- **Exercise prompt**
An exact copy of every record below is needed, with all pictures removed.

══ Record excerpts ══

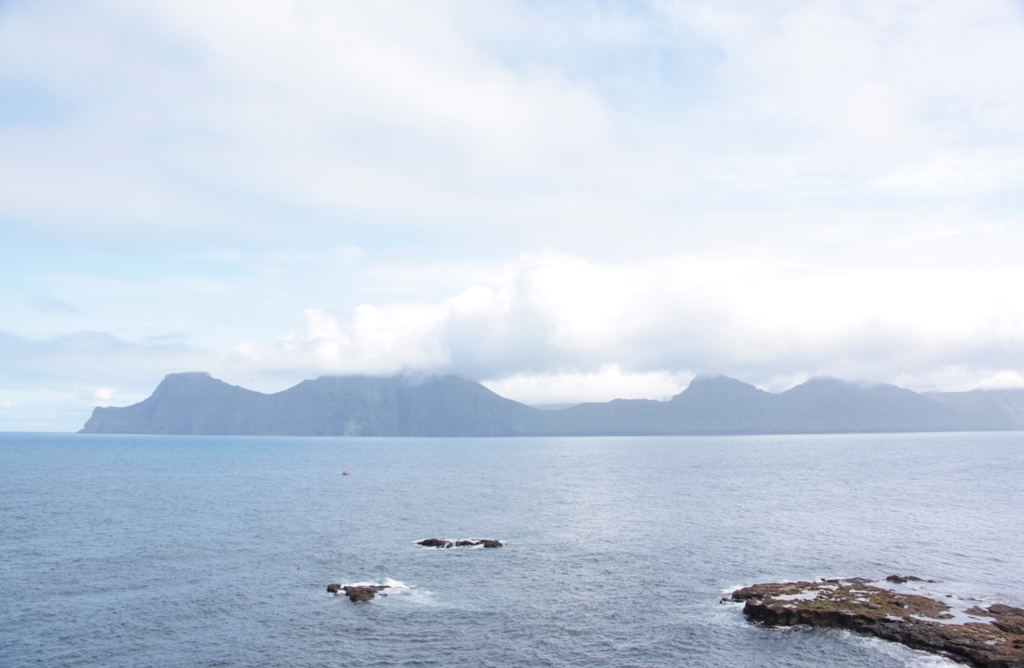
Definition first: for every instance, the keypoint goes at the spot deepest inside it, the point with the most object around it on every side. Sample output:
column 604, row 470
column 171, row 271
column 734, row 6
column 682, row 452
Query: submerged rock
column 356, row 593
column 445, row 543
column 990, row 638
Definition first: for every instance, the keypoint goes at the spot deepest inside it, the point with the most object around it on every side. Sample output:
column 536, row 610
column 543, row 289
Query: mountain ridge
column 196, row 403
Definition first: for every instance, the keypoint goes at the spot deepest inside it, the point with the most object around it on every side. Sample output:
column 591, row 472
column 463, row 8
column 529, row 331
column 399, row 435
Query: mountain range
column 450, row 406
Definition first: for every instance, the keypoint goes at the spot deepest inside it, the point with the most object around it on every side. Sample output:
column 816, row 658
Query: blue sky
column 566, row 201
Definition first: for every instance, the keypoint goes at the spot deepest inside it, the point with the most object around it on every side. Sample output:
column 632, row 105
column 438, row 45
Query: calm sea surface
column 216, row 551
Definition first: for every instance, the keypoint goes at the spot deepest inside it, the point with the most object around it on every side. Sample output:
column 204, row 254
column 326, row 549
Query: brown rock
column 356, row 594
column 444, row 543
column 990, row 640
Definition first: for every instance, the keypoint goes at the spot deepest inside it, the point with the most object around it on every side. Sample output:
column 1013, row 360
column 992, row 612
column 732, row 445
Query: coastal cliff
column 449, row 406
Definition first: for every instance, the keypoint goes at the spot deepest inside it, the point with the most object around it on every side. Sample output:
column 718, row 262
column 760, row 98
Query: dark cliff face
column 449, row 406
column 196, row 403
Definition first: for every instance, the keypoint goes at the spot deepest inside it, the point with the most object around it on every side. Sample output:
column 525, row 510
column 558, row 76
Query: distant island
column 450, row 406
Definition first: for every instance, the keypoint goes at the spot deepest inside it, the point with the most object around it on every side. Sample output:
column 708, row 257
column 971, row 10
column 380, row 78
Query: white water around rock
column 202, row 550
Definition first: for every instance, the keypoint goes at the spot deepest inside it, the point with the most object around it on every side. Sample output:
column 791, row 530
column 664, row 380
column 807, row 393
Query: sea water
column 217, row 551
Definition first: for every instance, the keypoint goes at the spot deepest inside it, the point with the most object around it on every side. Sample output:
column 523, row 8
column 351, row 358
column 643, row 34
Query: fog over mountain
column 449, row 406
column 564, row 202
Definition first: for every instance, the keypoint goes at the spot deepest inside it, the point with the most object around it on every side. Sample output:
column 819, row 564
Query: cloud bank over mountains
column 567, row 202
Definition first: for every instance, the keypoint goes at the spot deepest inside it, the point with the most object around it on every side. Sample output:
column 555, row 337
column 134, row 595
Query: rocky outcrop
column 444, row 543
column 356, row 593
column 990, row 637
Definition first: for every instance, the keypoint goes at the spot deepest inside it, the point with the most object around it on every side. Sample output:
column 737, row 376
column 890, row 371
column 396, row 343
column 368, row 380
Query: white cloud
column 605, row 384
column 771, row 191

═══

- **Output for this task**
Definition first: for every instance, the keypoint goes at the spot deepest inside it, the point with the most object around it on every side. Sample output:
column 604, row 470
column 171, row 271
column 734, row 6
column 682, row 452
Query: submerged rock
column 356, row 593
column 445, row 543
column 990, row 638
Definition first: for every instance, the keypoint goes at the spot deepest inside it, the point with the most object around it on every side. Sample output:
column 536, row 610
column 543, row 289
Query: mountain ridge
column 196, row 403
Definition first: for every instance, the keypoint goes at the spot deepest inside it, the point with the most object around it on every side. Sample output:
column 591, row 472
column 463, row 8
column 529, row 331
column 399, row 435
Query: mountain range
column 450, row 406
Definition first: for every instance, the keypoint goes at the spot deepest inside it, the point with the most object around it on every side. Sample output:
column 816, row 658
Query: blue sky
column 566, row 201
Definition first: for every instance, the keypoint goes at the spot deepest inside it, the point with the most object around it on every side. Sample output:
column 632, row 105
column 438, row 45
Query: calm sea surface
column 216, row 551
Definition first: for every instance, the keypoint goes at the spot deepest inside it, the point with the most object around it on every side. Sample output:
column 204, row 254
column 326, row 549
Query: brown rock
column 356, row 594
column 444, row 543
column 990, row 640
Definition first: for every instance, the keypoint goes at the spot deepest inside it, the point with the most object around it on every side. Sample output:
column 1013, row 360
column 992, row 612
column 732, row 445
Query: coastal cliff
column 449, row 406
Definition first: for every instance, the keypoint goes at the spot deepest inside it, the point with the most object around it on every side. Sample output:
column 718, row 262
column 760, row 98
Query: dark cliff face
column 449, row 406
column 196, row 403
Definition first: for every instance, the keypoint goes at the spot deepest inside it, the point with the most object around it on every side. Sample output:
column 525, row 510
column 558, row 76
Query: distant island
column 450, row 406
Definition first: for every instance, the keypoint goes at the spot deepest inside it, the point with the most object around it on every side. Sample output:
column 708, row 257
column 971, row 10
column 380, row 78
Query: white water around rock
column 202, row 550
Definition first: for every instance, the keypoint goes at the spot deepest inside it, the point with the most object around it on every side. Sample output:
column 791, row 530
column 664, row 380
column 807, row 393
Query: sea water
column 217, row 551
Definition first: for every instance, the keypoint goes at the spot deepest inside it, the point with the most object around it on every side. Sample output:
column 523, row 8
column 351, row 358
column 643, row 34
Query: fog over mountain
column 449, row 406
column 564, row 202
Definition first: for every instance, the keypoint goes at the spot deepest inside it, the point with the most object around it on every side. Sample output:
column 819, row 564
Query: cloud bank over mountains
column 567, row 202
Definition first: for every instance, the keypoint goes at the spot deepest inside it, the point with the most object around it on every side. Sample output:
column 555, row 337
column 134, row 595
Query: rocky outcrop
column 444, row 543
column 356, row 593
column 990, row 637
Definition first: for every instance, the keypoint goes at the spot deepest inside it, the point with the most object around it on every side. Sample output:
column 737, row 376
column 890, row 371
column 396, row 343
column 368, row 380
Query: white cloud
column 605, row 384
column 771, row 191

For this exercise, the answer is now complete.